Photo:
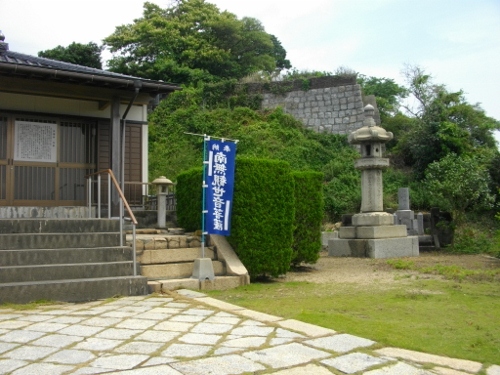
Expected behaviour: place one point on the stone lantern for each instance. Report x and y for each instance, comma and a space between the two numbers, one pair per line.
162, 183
372, 233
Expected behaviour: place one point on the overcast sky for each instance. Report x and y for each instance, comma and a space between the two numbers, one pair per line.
457, 41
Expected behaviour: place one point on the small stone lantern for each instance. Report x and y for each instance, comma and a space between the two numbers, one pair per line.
162, 183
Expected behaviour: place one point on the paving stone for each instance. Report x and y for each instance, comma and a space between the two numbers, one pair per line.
457, 364
135, 324
156, 370
305, 328
245, 342
286, 355
30, 352
46, 327
187, 318
139, 347
43, 369
8, 365
493, 370
283, 333
119, 362
80, 330
340, 343
186, 350
71, 357
353, 362
399, 369
4, 347
211, 328
57, 341
201, 312
118, 333
200, 338
259, 316
21, 336
66, 319
98, 344
157, 336
252, 331
448, 371
174, 326
229, 364
304, 370
14, 324
102, 322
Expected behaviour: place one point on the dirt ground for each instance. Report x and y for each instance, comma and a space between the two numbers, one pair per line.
367, 271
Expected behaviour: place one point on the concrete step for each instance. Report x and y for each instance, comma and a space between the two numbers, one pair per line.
162, 256
61, 256
177, 270
219, 283
58, 225
65, 271
73, 290
58, 240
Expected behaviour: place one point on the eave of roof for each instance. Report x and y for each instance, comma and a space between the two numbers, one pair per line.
14, 64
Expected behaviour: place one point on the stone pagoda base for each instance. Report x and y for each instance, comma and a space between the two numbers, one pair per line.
373, 235
374, 248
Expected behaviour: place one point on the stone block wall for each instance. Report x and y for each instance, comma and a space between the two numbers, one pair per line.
328, 106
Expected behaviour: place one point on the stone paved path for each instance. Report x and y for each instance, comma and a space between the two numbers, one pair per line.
192, 334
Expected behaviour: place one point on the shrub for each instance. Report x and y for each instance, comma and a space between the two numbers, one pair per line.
263, 214
308, 217
189, 197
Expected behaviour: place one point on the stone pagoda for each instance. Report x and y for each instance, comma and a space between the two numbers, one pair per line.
373, 233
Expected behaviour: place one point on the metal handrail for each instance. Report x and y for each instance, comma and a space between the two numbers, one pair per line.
123, 203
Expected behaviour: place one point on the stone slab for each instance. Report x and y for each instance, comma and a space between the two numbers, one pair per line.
382, 231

+++++

== OBJETIVO DA TAREFA ==
Reproduza sem nenhuma alteração todas as linhas dos dados acima, omitindo apenas as imagens.

== SAÍDA ESPERADA ==
Photo:
Expected behaviour: place one point on the stone lantern for each instance. Report x and y for each instance, comma and a space between the two numbers, one pair per line.
162, 183
372, 233
Expected behaviour: place one point on the overcast sky for each instance. Report x and y for each instance, comma and a space between the two numbers, one pair per line.
457, 41
Expected behaviour: place one point on the small stone lantern for each instance. Report x and y for each instance, comma and a space between the two numbers, one pair per line.
162, 183
Expected behaviour: place one point on the paving stone for each instance. Report x and y for each instance, comma and a space between the two numbers, one pair per line.
457, 364
135, 324
156, 370
305, 328
245, 342
286, 355
30, 352
46, 327
187, 318
139, 347
43, 369
8, 365
493, 370
283, 333
119, 362
80, 330
340, 343
186, 350
71, 357
353, 362
399, 369
4, 347
211, 328
57, 341
201, 312
118, 333
200, 338
259, 316
21, 336
66, 319
98, 344
157, 336
252, 331
448, 371
174, 326
229, 364
304, 370
14, 324
102, 322
Expected behaviour: place one point on the dirt ground for each instance. Report x and y for each instance, comma and a space between the two numbers, one pair per line.
367, 271
Expected behaviour: place one point on the concrete step for each instance. Report x and y for each instance, comma and a space between the two numbers, one pair per line.
162, 256
61, 256
177, 270
219, 283
58, 225
65, 271
73, 290
58, 240
Expected behaviour: place one point on the eave of roof for each instance. Report x and y for each instance, comma and a space between the two numbers, one pair per line.
14, 64
Expected behaviour: place one point on the stone pagoda base for each instance. Report x and y for each instance, comma and a space between the two numbers, one pair per line.
373, 235
374, 248
Expected behaviour: place one point on the stone block wall for each instance. Report x and y for each instance, comma and a space between the two numbers, one pair per line.
328, 106
Expected behaviour: place one point on the stone paved path for each instance. Report x and y for each instance, comma and a space between the two numbers, one pair per line.
192, 334
Expected behaviour: place one point on the shrub for each instance. Report x and y for each instance, comma and a space between the two numbers, one pair per line.
263, 214
308, 217
189, 197
Expected behaviour: place one point on the stone pagoda for each instance. Report x and y for each instance, comma and a space between the two numbers, one pair per line.
373, 233
Expected behaviour: place one point on the metal handrail for each instance. Report x and y for each instance, comma and a space between the two numbers, one pair per line.
123, 203
Expected behaviour: place one point on the stone slab for each instance. Report x and y for each instance, comma and a space between the two numbers, one pair per line.
382, 231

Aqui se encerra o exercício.